▸ PAGE TEXT:
Porfirio Díaz (1830-1915), President of Mexico, 1877-80 and 1884-1911. An Indian from Oaxaca, he distinguished himself fighting against the French, 1864-67, and assumed the presidency by overthrowing Lerdo in 1867. For the next thirty-four years he controlled Mexico, bringing it forcibly into the modern world by inviting industrialization and overseas investment. He gave Mexico law and order, political stability, and, for the first time since independence, a solvent economy. Railways and roads were built, drainage and sewerage schemes initiated, and oil fields brought into production. Yet the name of Díaz is widely detested because progress was made at such cost to humanity: corruption and bribery throughout the civil service, exploitation of Mexican resources by foreign powers, no freedom of the press, virtual slavery of the uneducated, and extravagant displays of luxury among the rich. The gap between rich and poor had never been wider, and because the costs of modernisation had been so great and had caused such wide-spread discontent, the seeds of insurrection were sown, culminating in the bloody Revolution of 1910-20.

108.6 rurales.

A rural police force established under Juarez before the French intervention, 1864-67, when they played a major peacekeeping role. Under Díaz, the corps was strengthened considerably, and in addition to its original patrolling function it was used to guard ore shipments, escort prisoners, support local police forces and enforce unpopular court decisions. Turner notes that rurales were used to transport and guard slaves in the Valle Nacional [Barbarous Mexico, 59]. Because of their cruelty and ruthless excesses, the rurales were feared and detested by villagers who saw their activities as a form of legalised brigandage.  The offshoots of that system are still present in the novel: with regular police on strike, the real power is in the hands of such vigilantes as those who turn up later [247].

▸ LIST OF TASKS:
1. Locate each line of the entries that contains the string "asphalt", and copy those lines out.
2. Pick up the text on Porfirio Díaz and the rurales after its last sentence and continue it.
The text about Porfirio Díaz and the entries are unrelated pieces of material.

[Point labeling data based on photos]
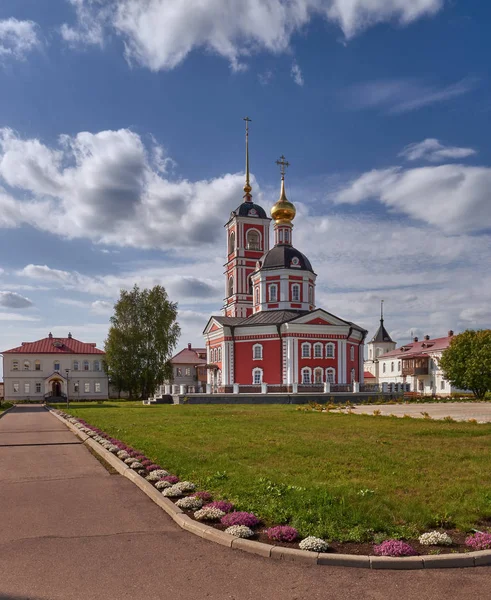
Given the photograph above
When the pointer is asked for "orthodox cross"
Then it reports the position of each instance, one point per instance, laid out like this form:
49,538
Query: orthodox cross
283,163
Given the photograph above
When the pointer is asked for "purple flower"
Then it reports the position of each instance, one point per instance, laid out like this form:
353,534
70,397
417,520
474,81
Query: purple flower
223,505
394,548
171,479
240,518
479,541
282,533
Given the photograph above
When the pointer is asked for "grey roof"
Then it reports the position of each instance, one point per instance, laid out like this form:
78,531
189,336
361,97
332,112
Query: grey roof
280,257
381,334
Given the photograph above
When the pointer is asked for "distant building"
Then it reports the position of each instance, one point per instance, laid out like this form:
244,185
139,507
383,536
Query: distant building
52,367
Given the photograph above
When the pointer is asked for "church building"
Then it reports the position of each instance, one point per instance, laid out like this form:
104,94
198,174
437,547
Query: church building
271,330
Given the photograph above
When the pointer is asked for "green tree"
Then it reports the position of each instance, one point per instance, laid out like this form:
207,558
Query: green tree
466,363
141,339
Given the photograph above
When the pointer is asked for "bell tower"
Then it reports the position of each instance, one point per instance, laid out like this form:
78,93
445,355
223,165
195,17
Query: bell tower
247,240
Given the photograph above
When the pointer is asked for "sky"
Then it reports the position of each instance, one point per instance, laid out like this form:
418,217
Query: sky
122,155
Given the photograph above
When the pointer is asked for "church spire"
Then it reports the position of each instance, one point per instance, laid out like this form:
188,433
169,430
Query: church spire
247,186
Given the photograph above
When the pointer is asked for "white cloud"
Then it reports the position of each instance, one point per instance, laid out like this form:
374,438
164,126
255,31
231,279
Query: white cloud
17,38
296,74
159,34
397,96
451,197
109,187
433,150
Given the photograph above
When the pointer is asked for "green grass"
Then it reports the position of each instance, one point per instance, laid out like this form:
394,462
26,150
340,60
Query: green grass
337,476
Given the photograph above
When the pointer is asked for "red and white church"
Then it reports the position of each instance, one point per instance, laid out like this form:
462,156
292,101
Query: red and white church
271,330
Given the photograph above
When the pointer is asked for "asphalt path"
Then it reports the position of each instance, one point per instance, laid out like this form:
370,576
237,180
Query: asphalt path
70,530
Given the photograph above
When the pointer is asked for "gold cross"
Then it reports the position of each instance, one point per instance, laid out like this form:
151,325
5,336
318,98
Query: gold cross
283,163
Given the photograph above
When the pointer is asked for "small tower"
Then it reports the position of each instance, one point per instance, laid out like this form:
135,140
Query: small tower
284,279
247,240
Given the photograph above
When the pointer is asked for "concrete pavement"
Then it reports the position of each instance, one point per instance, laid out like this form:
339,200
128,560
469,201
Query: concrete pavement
71,530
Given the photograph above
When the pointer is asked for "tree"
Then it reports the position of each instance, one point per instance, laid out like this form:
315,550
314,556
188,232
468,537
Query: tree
466,363
141,339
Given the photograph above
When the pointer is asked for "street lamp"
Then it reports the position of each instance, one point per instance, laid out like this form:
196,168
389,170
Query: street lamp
67,371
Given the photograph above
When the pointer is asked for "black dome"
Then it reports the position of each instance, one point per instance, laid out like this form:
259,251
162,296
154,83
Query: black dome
285,257
249,209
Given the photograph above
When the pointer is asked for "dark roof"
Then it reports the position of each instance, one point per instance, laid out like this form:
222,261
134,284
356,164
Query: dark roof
381,334
244,210
281,257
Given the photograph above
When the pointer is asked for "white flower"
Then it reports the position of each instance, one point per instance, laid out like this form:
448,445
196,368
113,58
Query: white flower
240,531
314,544
172,492
209,514
190,503
435,538
162,485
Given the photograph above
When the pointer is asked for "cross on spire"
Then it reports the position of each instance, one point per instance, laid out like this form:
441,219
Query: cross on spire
283,163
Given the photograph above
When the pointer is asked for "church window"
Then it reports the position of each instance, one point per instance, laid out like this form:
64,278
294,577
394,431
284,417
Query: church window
231,243
257,352
257,376
306,375
253,240
306,350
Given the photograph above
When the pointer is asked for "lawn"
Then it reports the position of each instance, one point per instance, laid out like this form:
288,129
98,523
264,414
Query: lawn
336,476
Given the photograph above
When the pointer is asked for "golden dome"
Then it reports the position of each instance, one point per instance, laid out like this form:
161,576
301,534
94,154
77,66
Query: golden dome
283,212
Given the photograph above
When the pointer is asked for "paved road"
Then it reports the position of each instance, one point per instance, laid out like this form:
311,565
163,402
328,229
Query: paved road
460,411
69,530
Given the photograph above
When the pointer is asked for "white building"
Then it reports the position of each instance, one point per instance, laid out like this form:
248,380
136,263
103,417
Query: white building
52,368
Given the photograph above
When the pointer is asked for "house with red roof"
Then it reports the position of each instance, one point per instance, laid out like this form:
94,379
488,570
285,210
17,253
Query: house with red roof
52,368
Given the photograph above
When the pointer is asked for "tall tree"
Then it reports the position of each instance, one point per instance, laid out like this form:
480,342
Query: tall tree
466,363
141,339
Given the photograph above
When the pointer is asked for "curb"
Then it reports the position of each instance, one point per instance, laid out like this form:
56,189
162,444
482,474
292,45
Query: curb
471,559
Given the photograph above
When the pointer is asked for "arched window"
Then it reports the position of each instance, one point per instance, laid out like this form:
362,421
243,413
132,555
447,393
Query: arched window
329,350
331,375
306,375
257,352
253,240
305,350
257,376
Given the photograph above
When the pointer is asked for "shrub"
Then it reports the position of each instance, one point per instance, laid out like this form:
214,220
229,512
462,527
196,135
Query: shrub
240,518
282,533
394,548
479,541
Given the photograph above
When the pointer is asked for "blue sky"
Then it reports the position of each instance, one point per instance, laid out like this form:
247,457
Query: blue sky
122,152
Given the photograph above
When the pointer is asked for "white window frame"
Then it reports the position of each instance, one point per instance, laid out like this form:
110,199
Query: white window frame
331,374
259,372
332,346
309,348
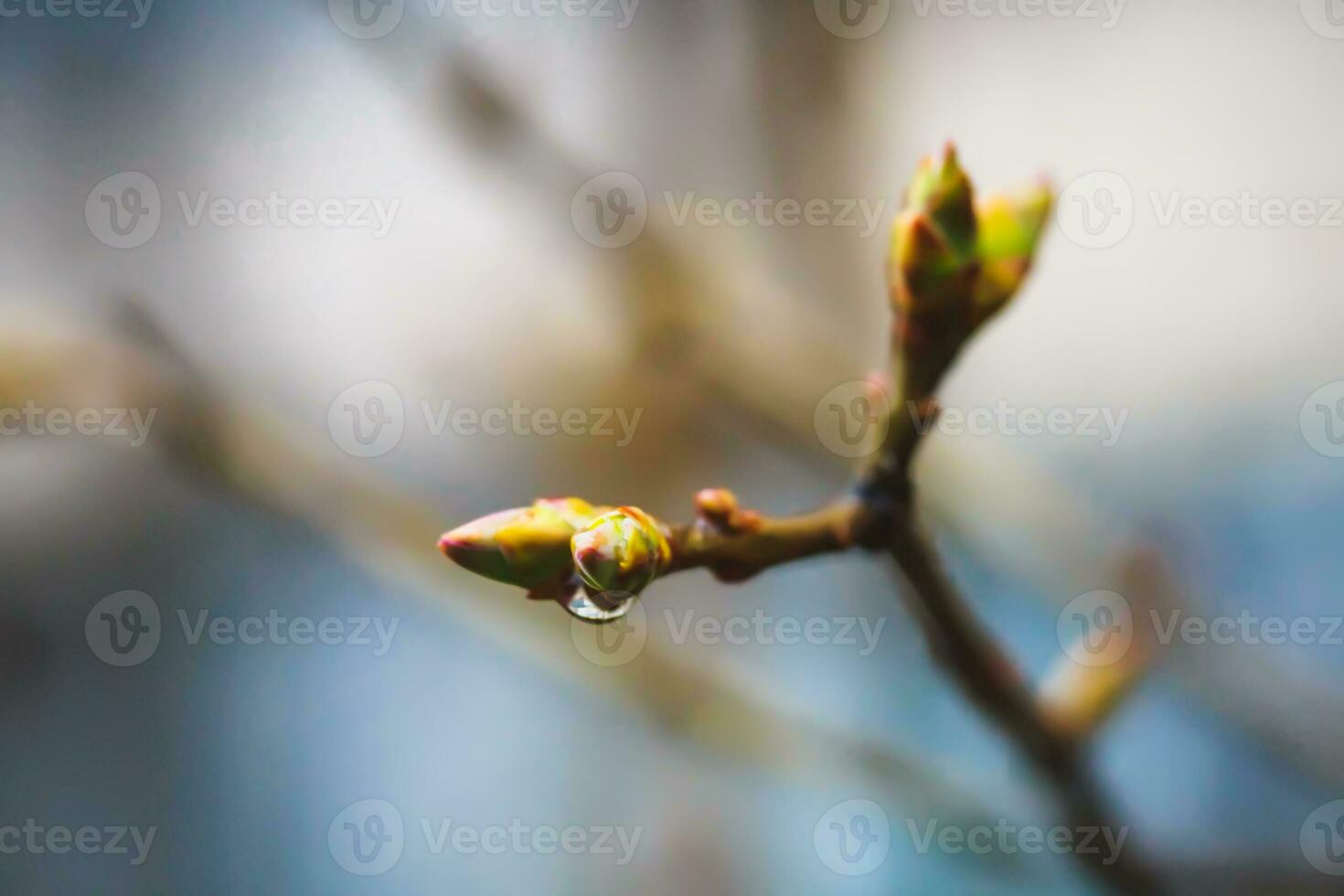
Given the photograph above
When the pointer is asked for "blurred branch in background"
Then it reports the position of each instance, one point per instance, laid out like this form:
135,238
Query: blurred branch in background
238,446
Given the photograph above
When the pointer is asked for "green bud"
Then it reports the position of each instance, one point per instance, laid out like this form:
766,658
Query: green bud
621,551
943,191
527,547
1009,229
933,240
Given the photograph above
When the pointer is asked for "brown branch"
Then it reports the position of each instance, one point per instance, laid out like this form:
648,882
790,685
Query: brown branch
737,544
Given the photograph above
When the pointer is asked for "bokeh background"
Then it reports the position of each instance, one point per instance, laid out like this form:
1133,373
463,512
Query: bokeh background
251,498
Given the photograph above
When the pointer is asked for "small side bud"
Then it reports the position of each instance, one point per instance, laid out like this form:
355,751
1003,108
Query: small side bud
621,551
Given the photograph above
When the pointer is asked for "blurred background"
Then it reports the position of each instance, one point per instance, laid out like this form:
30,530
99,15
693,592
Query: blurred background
258,258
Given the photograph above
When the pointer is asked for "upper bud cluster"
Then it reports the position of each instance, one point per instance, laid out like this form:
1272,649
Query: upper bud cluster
955,261
953,252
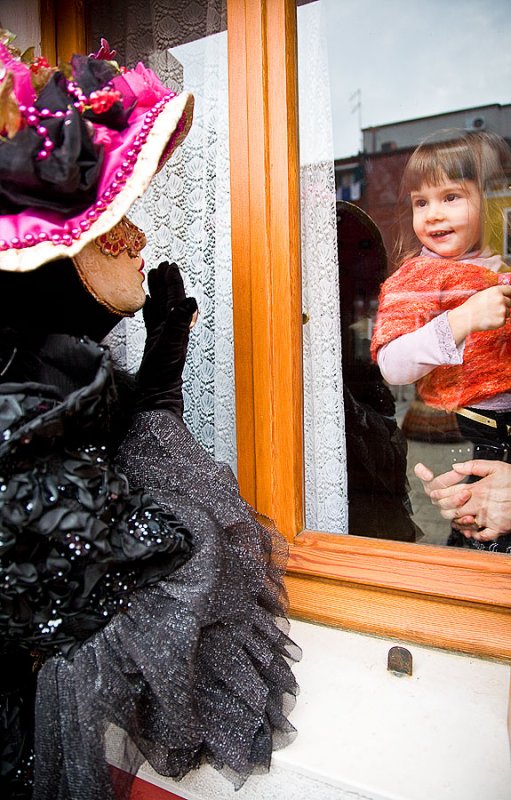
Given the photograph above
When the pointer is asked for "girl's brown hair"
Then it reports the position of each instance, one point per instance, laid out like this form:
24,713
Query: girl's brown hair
481,157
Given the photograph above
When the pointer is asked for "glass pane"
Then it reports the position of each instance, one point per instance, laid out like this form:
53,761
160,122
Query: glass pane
186,211
370,91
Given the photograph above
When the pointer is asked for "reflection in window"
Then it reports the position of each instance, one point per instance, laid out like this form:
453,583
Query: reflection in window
383,104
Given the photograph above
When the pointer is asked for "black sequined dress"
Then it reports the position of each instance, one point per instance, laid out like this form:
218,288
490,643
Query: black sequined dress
170,636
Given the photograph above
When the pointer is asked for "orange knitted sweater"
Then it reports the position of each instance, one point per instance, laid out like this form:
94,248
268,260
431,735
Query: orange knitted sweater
422,289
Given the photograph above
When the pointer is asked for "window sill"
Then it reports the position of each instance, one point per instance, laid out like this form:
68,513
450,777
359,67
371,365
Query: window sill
418,593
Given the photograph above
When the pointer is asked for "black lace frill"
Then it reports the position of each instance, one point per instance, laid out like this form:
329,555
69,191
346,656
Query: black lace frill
75,541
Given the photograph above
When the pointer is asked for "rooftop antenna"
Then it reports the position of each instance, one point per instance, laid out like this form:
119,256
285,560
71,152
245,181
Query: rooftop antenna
356,105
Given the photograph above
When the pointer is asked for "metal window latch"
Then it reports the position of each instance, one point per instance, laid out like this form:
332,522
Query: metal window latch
400,661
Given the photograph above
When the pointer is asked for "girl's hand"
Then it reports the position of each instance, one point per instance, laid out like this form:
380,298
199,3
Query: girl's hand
486,310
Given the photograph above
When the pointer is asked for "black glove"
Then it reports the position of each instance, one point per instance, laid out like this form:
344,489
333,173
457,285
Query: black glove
167,314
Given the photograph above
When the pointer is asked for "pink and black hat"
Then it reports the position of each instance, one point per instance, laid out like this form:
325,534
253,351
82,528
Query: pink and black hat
78,146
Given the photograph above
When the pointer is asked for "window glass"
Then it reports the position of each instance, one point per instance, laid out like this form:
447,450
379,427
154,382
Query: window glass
376,80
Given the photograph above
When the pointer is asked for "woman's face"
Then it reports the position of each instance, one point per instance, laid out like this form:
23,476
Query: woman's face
111,268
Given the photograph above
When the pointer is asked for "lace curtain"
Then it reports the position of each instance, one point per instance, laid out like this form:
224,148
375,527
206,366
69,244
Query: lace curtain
186,211
186,215
325,450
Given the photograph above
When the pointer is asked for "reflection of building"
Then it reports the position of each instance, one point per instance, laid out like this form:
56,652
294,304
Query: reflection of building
371,179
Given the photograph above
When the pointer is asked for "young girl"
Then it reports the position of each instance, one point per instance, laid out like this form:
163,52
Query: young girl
443,316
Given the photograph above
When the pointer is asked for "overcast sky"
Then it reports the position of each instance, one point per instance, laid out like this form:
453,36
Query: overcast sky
413,58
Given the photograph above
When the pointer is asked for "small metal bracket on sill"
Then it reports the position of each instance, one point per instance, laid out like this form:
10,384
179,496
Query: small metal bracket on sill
400,661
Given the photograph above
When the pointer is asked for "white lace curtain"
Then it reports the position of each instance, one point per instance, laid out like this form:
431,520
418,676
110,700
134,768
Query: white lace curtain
186,215
325,451
186,211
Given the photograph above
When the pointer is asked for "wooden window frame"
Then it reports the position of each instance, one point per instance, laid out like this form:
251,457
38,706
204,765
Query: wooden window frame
430,595
425,594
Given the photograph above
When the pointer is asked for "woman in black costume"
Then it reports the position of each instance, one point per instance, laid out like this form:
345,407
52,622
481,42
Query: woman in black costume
137,589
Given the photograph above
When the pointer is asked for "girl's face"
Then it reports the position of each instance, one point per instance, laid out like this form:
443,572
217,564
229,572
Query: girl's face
447,217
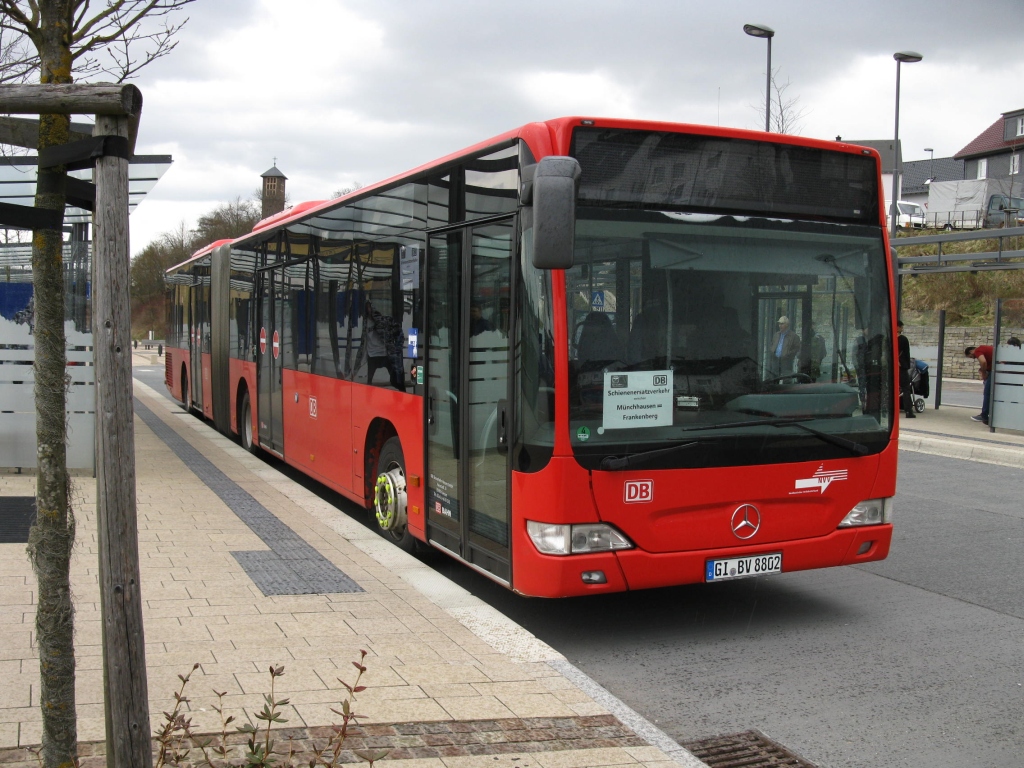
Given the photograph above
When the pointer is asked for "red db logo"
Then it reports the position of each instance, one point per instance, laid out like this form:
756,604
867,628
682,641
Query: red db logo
638,492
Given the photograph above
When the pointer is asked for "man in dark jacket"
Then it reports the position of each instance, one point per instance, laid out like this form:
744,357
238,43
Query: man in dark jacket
906,393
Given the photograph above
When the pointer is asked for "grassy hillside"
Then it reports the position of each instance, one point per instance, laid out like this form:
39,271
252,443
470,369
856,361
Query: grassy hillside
969,298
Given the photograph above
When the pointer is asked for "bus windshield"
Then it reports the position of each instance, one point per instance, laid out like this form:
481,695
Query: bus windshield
744,340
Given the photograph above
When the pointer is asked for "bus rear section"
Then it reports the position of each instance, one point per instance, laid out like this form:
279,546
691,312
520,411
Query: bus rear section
728,382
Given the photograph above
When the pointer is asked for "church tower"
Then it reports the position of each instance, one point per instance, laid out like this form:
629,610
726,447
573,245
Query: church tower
273,192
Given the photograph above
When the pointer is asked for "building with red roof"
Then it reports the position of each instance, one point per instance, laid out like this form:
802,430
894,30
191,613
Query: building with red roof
995,153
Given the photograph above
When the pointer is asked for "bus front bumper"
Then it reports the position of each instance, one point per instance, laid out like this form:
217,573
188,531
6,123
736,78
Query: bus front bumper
546,576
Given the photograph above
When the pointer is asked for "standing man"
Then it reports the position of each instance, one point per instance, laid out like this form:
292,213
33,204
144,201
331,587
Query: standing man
905,395
985,355
784,347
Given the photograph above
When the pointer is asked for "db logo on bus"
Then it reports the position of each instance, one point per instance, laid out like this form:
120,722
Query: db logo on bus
639,492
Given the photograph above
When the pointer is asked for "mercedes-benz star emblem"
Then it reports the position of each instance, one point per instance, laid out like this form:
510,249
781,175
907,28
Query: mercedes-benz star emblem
745,521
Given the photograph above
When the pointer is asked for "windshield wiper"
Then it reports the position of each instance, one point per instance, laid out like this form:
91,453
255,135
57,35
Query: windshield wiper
835,439
634,460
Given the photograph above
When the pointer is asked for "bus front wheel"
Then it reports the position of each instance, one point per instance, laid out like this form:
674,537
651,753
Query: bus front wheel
390,503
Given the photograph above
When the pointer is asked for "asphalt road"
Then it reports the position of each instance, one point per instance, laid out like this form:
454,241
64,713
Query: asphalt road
912,662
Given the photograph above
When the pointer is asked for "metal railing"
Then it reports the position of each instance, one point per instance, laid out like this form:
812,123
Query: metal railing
1001,258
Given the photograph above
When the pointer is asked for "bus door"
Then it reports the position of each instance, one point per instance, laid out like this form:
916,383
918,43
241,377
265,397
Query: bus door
268,360
467,388
196,342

▸ PER-TASK OUTPUTS:
1.
When the pointer is asked for "asphalt path"
Query: asphalt path
When the pointer is asked for "asphalt road"
Query: asphalt road

2.
Turner [148] describes the rurales as

mounted police usually selected from the criminal class, well-equipped and comparatively well-paid, whose energies have been turned to robbery and killing for the government. There are federal rurales and state rurales, the total of the two running somewhere between 7,000 and 9,000. They are divided among the various states in about equal proportions to the population, but are utilized in most of the rural districts. The rurales are the special rough riders of the jefes politicos and they are given almost unlimited powers to kill at their discretion.

108.7 jefes políticos.

Sp. "political bosses," most of whom, under Díaz, were military men given civic offices in return for services rendered. Turner comments [72-73]:

A jefe político is a civil officer who rules political districts corresponding to our counties. He is appointed by the president or by the governor of his state and is also mayor, or presidente, of the principal town or city in his district. In turn he usually appoints the mayors of the towns under him, as well as all other officers of importance. He has no one to answer to except his governor – unless the national president feels like interfering – and altogether is quite a little Czar in his domain.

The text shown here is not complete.